*ACTIVITY*:
The listing below holds a line with "column 206, row 169" and a later line with "Target: blue jeans". Write out those two lines and every line between them, exactly, and nothing else.

*DATA TO PROCESS*:
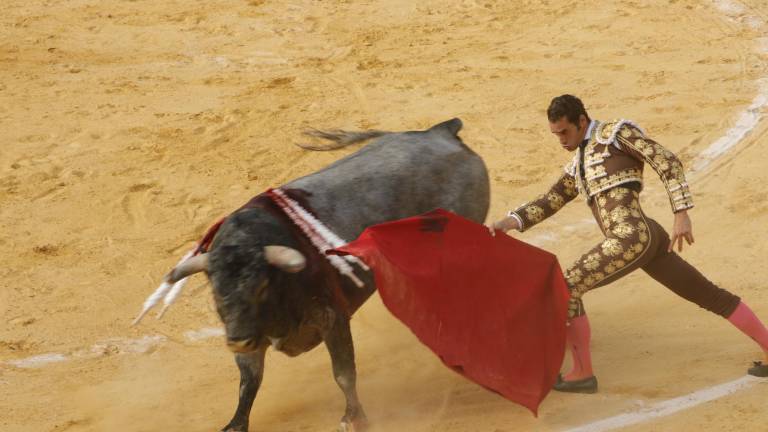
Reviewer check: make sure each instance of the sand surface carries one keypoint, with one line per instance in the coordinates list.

...

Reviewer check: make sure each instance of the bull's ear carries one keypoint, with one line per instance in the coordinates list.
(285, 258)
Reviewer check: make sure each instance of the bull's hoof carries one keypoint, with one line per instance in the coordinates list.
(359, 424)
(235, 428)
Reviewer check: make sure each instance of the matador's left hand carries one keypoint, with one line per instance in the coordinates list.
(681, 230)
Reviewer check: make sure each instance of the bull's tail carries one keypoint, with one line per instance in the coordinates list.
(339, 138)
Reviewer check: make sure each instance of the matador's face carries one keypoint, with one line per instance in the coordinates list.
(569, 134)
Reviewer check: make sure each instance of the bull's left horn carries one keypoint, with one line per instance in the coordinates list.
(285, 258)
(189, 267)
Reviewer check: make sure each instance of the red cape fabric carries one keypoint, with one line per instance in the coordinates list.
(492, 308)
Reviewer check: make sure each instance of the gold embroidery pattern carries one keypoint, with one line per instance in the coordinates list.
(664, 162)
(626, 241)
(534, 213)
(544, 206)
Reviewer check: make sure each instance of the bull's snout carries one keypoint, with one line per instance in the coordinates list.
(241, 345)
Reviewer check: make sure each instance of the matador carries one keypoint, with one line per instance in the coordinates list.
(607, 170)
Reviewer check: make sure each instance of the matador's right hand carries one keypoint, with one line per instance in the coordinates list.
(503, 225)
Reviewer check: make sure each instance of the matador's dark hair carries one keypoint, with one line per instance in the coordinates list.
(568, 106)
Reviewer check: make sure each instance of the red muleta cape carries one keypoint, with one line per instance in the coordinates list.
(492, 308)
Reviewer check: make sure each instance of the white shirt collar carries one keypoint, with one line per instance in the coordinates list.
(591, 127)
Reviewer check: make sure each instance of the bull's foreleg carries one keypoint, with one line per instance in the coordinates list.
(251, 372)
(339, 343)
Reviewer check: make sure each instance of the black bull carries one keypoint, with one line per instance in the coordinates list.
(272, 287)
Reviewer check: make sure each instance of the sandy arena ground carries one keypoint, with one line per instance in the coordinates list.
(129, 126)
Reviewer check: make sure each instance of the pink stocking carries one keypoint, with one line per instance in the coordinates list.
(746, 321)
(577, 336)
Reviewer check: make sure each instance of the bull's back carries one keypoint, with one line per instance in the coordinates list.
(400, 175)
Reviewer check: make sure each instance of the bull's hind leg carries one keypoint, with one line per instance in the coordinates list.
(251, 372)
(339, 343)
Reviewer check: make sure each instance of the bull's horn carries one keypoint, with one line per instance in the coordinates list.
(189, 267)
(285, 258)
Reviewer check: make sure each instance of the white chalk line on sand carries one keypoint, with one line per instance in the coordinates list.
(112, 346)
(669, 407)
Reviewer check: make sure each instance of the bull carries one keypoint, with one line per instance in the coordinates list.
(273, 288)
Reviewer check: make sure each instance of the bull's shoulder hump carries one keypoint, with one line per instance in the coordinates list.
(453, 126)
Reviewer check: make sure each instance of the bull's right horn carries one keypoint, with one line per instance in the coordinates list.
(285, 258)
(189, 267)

* * *

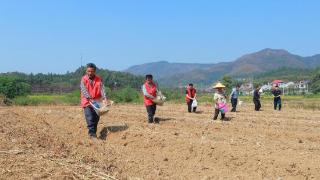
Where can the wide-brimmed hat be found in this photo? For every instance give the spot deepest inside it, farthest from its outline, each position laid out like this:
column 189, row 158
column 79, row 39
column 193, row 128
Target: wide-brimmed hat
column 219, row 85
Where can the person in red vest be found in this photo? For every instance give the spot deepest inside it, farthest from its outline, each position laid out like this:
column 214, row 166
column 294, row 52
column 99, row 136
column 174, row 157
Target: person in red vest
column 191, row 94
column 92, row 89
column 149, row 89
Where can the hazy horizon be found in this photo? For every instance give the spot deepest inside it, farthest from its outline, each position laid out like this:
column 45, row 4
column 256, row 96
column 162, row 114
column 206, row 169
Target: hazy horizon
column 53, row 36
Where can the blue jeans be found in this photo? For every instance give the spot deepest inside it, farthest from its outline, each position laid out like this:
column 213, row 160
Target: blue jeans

*YOUR RESPONSE*:
column 206, row 169
Target: hazy horizon
column 53, row 36
Where can the blue jeans be found in this photo? For every instance give the spot deepest inside it, farthest from its outline, each position laid out like this:
column 213, row 160
Target: blue jeans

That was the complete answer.